Do this: Rewrite every one of the rows below, substituting "the image" for each occurrence of "this photo" and changing nothing else. Leave the pictures out of your answer.
⟨
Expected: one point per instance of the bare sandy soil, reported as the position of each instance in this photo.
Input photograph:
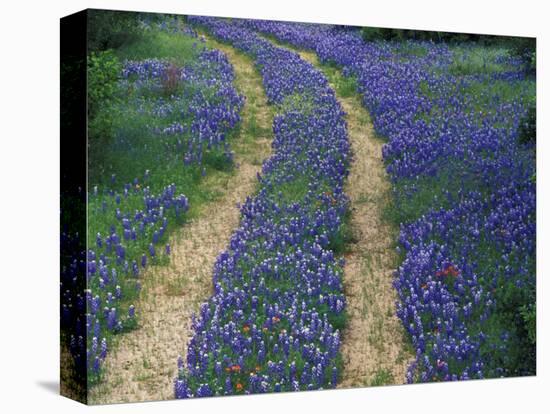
(373, 346)
(144, 364)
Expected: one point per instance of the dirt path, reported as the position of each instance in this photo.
(143, 365)
(373, 347)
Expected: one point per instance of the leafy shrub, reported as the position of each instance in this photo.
(525, 49)
(108, 29)
(104, 71)
(528, 126)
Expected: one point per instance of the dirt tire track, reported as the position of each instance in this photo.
(143, 365)
(374, 348)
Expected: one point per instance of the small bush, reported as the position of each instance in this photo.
(527, 133)
(108, 29)
(525, 49)
(104, 70)
(171, 80)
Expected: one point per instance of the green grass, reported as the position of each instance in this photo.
(382, 377)
(162, 45)
(123, 142)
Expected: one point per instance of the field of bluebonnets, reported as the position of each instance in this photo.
(458, 120)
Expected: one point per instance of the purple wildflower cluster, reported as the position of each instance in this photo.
(201, 109)
(273, 321)
(128, 224)
(470, 256)
(138, 221)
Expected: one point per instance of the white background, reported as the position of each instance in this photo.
(29, 171)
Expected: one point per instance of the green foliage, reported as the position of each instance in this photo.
(104, 71)
(529, 314)
(382, 377)
(109, 29)
(525, 48)
(528, 128)
(153, 43)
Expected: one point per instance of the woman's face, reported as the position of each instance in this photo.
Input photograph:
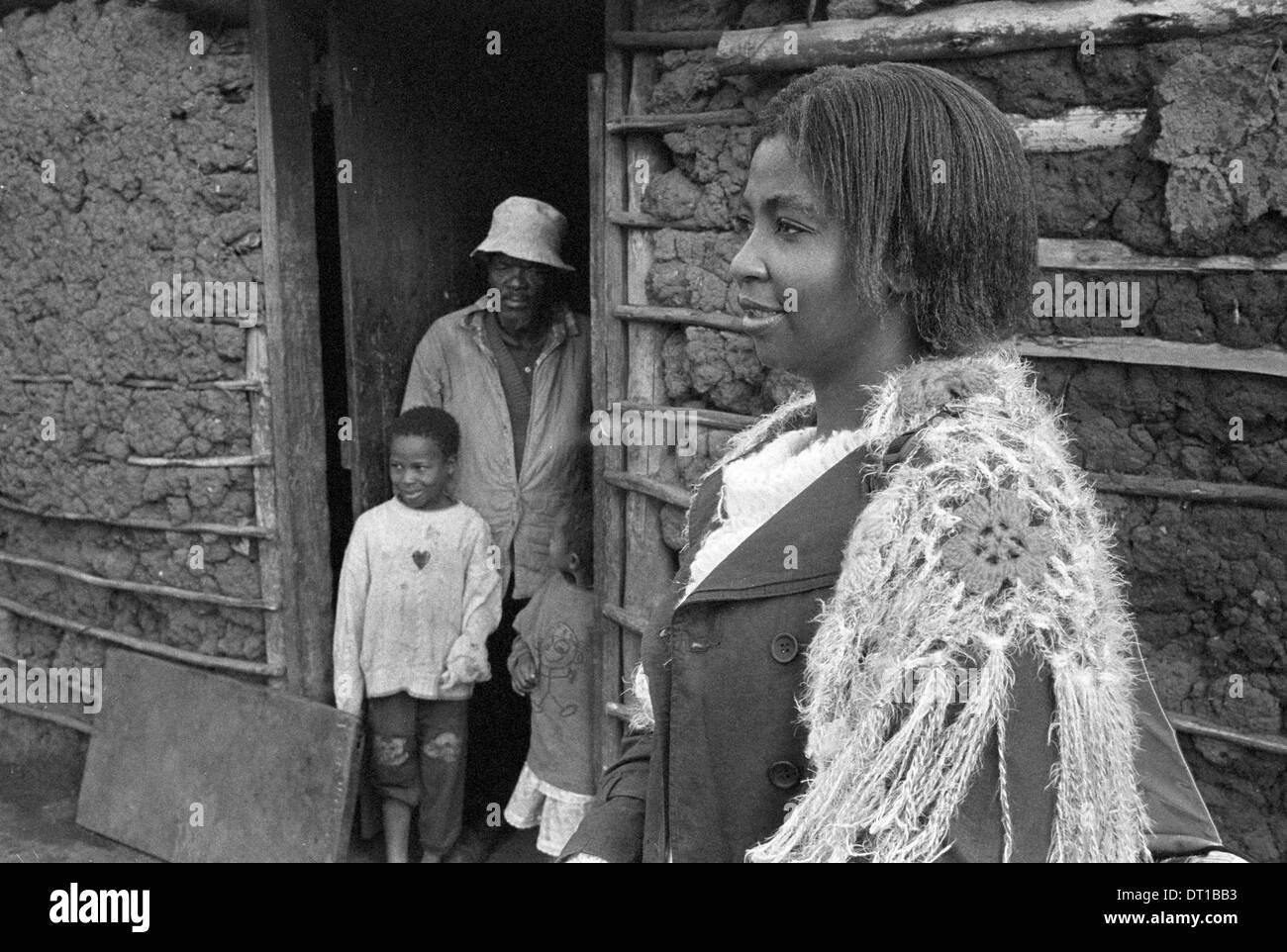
(796, 281)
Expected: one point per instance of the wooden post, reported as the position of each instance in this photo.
(608, 532)
(648, 561)
(295, 501)
(609, 382)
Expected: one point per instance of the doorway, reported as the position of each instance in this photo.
(437, 114)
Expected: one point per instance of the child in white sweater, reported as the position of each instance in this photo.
(420, 592)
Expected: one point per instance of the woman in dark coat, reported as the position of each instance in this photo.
(897, 631)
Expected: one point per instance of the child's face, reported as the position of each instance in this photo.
(420, 472)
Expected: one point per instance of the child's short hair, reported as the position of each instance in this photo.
(433, 424)
(579, 532)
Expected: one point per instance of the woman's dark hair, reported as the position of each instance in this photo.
(433, 424)
(873, 140)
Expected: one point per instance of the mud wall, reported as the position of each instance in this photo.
(125, 157)
(1208, 582)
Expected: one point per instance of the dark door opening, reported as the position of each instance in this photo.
(335, 371)
(441, 111)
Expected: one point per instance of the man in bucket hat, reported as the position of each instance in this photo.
(514, 369)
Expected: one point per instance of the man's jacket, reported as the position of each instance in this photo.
(453, 368)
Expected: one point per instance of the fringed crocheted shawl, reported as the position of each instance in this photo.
(985, 541)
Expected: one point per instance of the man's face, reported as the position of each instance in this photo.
(794, 274)
(523, 290)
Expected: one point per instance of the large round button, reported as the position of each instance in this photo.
(784, 775)
(784, 647)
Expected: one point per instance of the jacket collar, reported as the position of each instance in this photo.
(799, 548)
(561, 327)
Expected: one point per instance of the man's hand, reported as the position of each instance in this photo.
(523, 674)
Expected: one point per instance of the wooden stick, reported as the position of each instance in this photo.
(983, 30)
(618, 711)
(141, 587)
(678, 121)
(1095, 255)
(1080, 129)
(202, 462)
(1182, 721)
(1123, 350)
(656, 40)
(1116, 484)
(147, 647)
(50, 715)
(610, 356)
(665, 492)
(270, 569)
(1156, 352)
(648, 561)
(1191, 490)
(1053, 253)
(1076, 130)
(148, 524)
(677, 316)
(717, 420)
(142, 384)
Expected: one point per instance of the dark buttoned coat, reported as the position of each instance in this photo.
(726, 753)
⟩
Response to the exercise:
Expected: one point per instance of the bare sandy soil, reported as the position of each instance in the image.
Input photograph:
(373, 346)
(144, 364)
Expected: one point per instance of the dirt path, reported as the position of each instance in the image.
(143, 365)
(373, 347)
Expected: one point per instance of the leafy shrub, reported as the position of each instance in the image.
(525, 49)
(108, 29)
(104, 71)
(528, 126)
Expected: one point per instance of the dirt tire track, reported as the position of each instance in the image.
(143, 365)
(374, 348)
Expected: one point per instance of the small bush, reported as the position of each instance in the image.
(527, 133)
(108, 29)
(525, 49)
(104, 70)
(171, 80)
Expected: one point per instance of the green grass, reported as the position of each instance in the image.
(382, 377)
(162, 45)
(123, 142)
Expected: one point per instance of the field of bluebonnets, reported as the position of each instance in the image.
(458, 120)
Expected: one point per instance of the purple wildflower cluster, reported as the position of each instance in the image.
(201, 109)
(273, 321)
(128, 224)
(470, 256)
(138, 221)
Expected: one point per instance of the white background, reported as the position of each instance in the image.
(29, 171)
Expected: one point per instance of the green foliage, reported as the position of each instance in the image.
(104, 71)
(529, 314)
(382, 377)
(109, 29)
(525, 48)
(528, 128)
(153, 43)
Expected: one point per instance of the woman's face, reported as the position of each instance in the image.
Input photograph:
(796, 281)
Expected: one point per instance of the wooden post, reported as the position of each instance in the image.
(608, 532)
(648, 561)
(295, 501)
(609, 382)
Expected: one point per instance of the doorway, reported as the position of each instance in the image.
(437, 114)
Expected: one point per instance of the child in white sweater, reported as the position of each instance in the image.
(420, 592)
Expected: one point per instance of the woman in dark coat, reported as the position of each instance in the image.
(897, 631)
Expected: one point per instance of the child's face, reported as the position of each instance in the image.
(420, 472)
Expected: one point per instance of the child's short hair, reported as the position of each instance in the image.
(433, 424)
(579, 532)
Expected: one point per instance of the woman's dark hair, reported as the position of each instance in the image.
(433, 424)
(873, 140)
Expected: one point per instance of the mud wall, reported as the position of each instance in the image.
(125, 157)
(1208, 582)
Expected: one point per instance of the dark door opening, reported as the position of each instance in the image.
(335, 371)
(441, 111)
Expected: one point per instance of the man in bucket hat, reported as the position of each instance in the image.
(514, 369)
Expected: one point per instance of the man's jacket, reported as the position of each instance in the image.
(453, 368)
Expected: one point per instance of the fringed crocheted shawl, reported as the position of each instance in the image.
(985, 541)
Expected: one point per instance of the man's face, reported as the position of each instance in the image.
(794, 274)
(523, 290)
Expected: one point per instance of the large round button, reported as the position of each instance in the image.
(784, 775)
(784, 647)
Expected: one point per instance of the jacket collar, reported as the position of each instance in the image.
(799, 548)
(561, 327)
Expected: one point per instance of the man's hand, reported as the position of each instance in the image.
(523, 674)
Expected: one point per instance of the wooden stick, reported as the position of each instance in the image.
(983, 30)
(618, 711)
(141, 587)
(678, 121)
(1095, 255)
(1080, 129)
(202, 462)
(1182, 721)
(1123, 350)
(656, 40)
(1116, 484)
(147, 647)
(50, 715)
(610, 356)
(665, 492)
(270, 569)
(1156, 352)
(648, 561)
(1191, 490)
(1053, 253)
(1076, 130)
(148, 524)
(677, 316)
(717, 420)
(142, 384)
Expected: one point per instance of the dark buttoned coat, reported as the position of each instance in the image.
(726, 753)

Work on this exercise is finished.